Much of our political life is wrapped around climate change (is the globe still warming?) and  sustainability, and most people accept as fact the cataclysmic predictions of environmentalists if we don't behave as they tell us we should.  
Environmental activist, Naomi Klein, rejects capitalism and sees it as the root of global social and environmental ills.  Klein's dislike of capitalism and profit-seeking convince her that by changing the economic system, a climate disaster can be averted, even though there is no proof that this is so, and plenty of examples to demonstrate the opposite.  The "state of fear" evoked by some environmentalists avoids reality and treats theory as fact.

From Klein's book  "This Changes Everything: Climate vs Capitalism
But as emissions have soared and as tipping points loom, that is changing rapidly.
Even Yvo de Boer, who held the U.N.’s top climate position until 2009, remarked
recently that “the only way” negotiators “can achieve a 2-degree goal is to shut
down the whole global economy.”48
If we are to avoid that kind of carnage while meeting our science-based
emissions targets, carbon reduction must be managed carefully through what
Anderson and Bows-Larkin describe as “radical and immediate de-growth
strategies in the US, EU and other wealthy nations.”*51
.. accept ... the prospect of changing the fundamental,growth-based, profit-seeking logic of capitalism.  
Crichton takes aim at junk science in "State of Fear."  His Author's Statement includes his own thoughts on climate change and environmentalism.  (Emphasis mine.)
  • We know astonishingly little about every aspect of the environment, from its past history, to its present state, to how to conserve and protect it. In every debate, all sides overstate the extent of existing knowledge and its degree of certainty.
  • Atmospheric carbon dioxide is increasing, and human activity is the probable cause.
  • We are also in the midst of a natural warming trend that began about 1850, as we emerged from a four-hundred-year cold spell known as the “Little Ice Age.”
  • Nobody knows how much of the present warming trend might be a natural phenomenon.
  • Nobody knows how much of the present warming trend might be man-made.
  • Nobody knows how much warming will occur in the next century. The computer models vary by 400 percent, de facto proof that nobody knows. But if I had to guess—the only thing anyone is doing, really—I would guess the increase will be 0.812436 degrees C. There is no evidence that my guess about the state of the world one hundred years from now is any better or worse than anyone else’s. (We can’t “assess” the future, nor can we “predict” it. These are euphemisms. We can only guess. An informed guess is just a guess.)
  • Before making expensive policy decisions on the basis of climate models, I think it is reasonable to require that those models predict future temperatures accurately for a period of ten years. Twenty would be better.
  • I think for anyone to believe in impending resource scarcity, after two hundred years of such false alarms, is kind of weird. I don’t know whether such a belief today is best ascribed to ignorance of history, sclerotic dogmatism, unhealthy love of Malthus, or simple pigheadedness, but it is evidently a hardy perennial in human calculation.
  • There are many reasons to shift away from fossil fuels, and we will do so in the next century without legislation, financial incentives, carbon-conservation programs, or the interminable yammering of fearmongers. So far as I know, nobody had to ban horse transport in the early twentieth century.
  • I suspect the people of 2100 will be much richer than we are, consume more energy, have a smaller global population, and enjoy more wilderness than we have today. I don’t think we have to worry about them.

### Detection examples
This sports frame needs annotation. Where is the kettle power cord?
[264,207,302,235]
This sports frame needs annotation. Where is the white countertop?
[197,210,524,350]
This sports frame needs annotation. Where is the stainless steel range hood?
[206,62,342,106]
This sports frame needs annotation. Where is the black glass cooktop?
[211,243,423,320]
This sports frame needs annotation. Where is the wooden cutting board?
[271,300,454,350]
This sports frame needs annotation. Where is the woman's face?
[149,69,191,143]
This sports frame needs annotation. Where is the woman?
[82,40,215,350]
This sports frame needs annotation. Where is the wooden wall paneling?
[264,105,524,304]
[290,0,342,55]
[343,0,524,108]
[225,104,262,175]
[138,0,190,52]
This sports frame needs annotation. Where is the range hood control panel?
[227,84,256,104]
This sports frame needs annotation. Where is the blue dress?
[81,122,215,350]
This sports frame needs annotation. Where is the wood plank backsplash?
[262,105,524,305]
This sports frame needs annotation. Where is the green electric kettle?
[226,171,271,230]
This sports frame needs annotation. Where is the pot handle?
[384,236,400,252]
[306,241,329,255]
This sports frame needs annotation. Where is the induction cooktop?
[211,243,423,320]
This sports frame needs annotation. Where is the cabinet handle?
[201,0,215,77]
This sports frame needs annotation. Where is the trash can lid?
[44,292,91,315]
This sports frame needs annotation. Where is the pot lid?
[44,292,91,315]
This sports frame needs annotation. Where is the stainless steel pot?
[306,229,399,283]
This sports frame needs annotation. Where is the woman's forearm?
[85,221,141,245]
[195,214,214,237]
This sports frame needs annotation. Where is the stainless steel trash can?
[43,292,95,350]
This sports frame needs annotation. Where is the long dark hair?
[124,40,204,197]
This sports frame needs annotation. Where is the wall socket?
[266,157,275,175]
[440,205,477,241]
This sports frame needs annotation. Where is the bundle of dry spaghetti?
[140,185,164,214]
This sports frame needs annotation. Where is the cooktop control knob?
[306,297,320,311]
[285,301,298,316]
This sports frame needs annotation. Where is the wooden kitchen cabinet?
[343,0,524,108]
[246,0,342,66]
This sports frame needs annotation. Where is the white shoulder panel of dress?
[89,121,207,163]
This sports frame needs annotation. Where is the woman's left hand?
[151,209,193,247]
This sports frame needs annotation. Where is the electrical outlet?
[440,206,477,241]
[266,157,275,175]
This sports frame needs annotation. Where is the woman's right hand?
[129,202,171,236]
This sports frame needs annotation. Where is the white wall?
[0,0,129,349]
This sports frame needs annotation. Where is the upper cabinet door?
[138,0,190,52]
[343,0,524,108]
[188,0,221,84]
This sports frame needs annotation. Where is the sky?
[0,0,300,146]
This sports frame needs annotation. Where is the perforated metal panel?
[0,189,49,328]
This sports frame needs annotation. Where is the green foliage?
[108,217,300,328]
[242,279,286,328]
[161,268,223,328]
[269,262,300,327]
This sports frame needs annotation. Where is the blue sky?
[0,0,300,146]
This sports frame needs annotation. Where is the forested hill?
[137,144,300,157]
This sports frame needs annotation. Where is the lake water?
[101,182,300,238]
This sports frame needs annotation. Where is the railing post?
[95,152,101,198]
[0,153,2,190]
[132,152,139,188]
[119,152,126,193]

### Required task A
Reproduce verbatim the passage of the climate commentary from "From Klein's book" up to and including "logic of capitalism.".
### Required task B
Answer these questions from the climate commentary:
(i) Who held the U.N.'s top climate position until 2009?
(ii) According to Crichton's Author's Statement, in about what year did the natural warming trend begin?
(iii) By how much do the computer models vary, according to the same statement?
### Required task C
Summarize the climate commentary in two sentences.
Rely solely on the commentary, with no outside sources.

### Complete answer A
From Klein's book  "This Changes Everything: Climate vs Capitalism
But as emissions have soared and as tipping points loom, that is changing rapidly.
Even Yvo de Boer, who held the U.N.’s top climate position until 2009, remarked
recently that “the only way” negotiators “can achieve a 2-degree goal is to shut
down the whole global economy.”48
If we are to avoid that kind of carnage while meeting our science-based
emissions targets, carbon reduction must be managed carefully through what
Anderson and Bows-Larkin describe as “radical and immediate de-growth
strategies in the US, EU and other wealthy nations.”*51
.. accept ... the prospect of changing the fundamental,growth-based, profit-seeking logic of capitalism.

### Complete answer B
(i) Yvo de Boer.
(ii) About 1850.
(iii) By 400 percent.

### Complete answer C
The climate commentary argues that some environmentalists treat theory as fact and disputes Naomi Klein's belief that changing the capitalist economic system can avert a climate disaster. It then quotes Crichton's Author's Statement in "State of Fear," which holds that little is known about the environment, that nobody knows how much of the present warming is natural or man-made, and that climate models should predict temperatures accurately for ten years before they guide expensive policy decisions.